THE PROBLEM:
Look through the data below and output, unchanged, every line from the one holding "Target: conical slate roof" through the one holding "Target: distant building", inclusive. Skip the pictures.

RECORDS FOR PROCESSING:
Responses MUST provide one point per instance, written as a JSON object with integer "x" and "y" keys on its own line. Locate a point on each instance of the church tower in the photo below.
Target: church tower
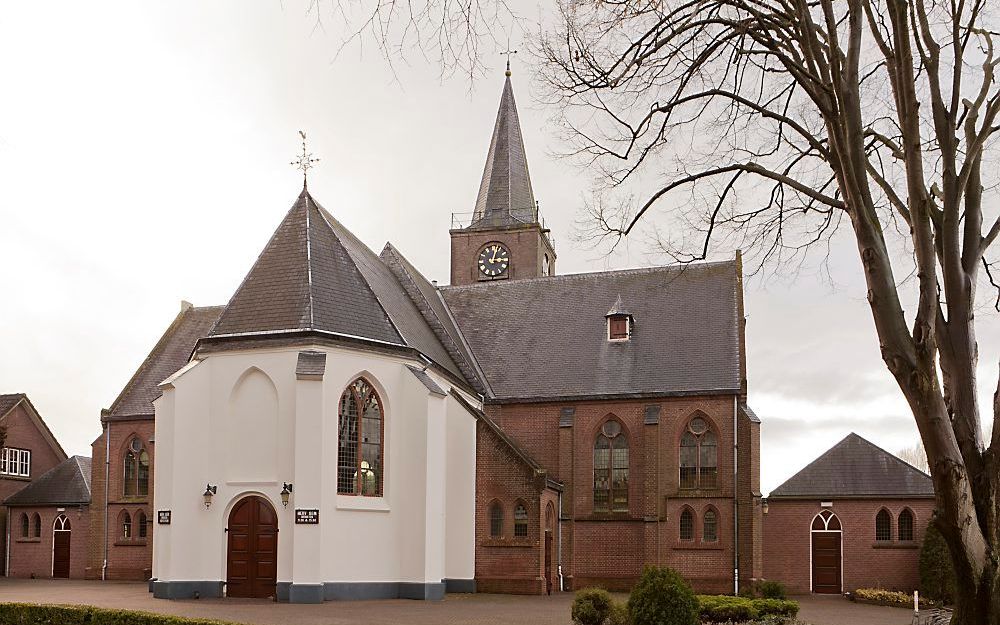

--

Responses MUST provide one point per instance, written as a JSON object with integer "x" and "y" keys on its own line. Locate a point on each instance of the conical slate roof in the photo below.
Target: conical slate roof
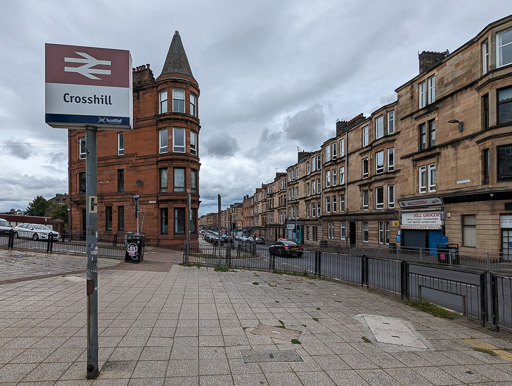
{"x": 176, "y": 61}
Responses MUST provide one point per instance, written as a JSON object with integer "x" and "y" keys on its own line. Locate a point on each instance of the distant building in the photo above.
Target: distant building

ANSWER TO THIS PROBLEM:
Target: conical slate roof
{"x": 176, "y": 61}
Responses MUST provide one point per instance, written as a JSON object with integer "x" and "y" keys on its own line. Locate a point on each instance of the distant building in the photo above.
Target: distant building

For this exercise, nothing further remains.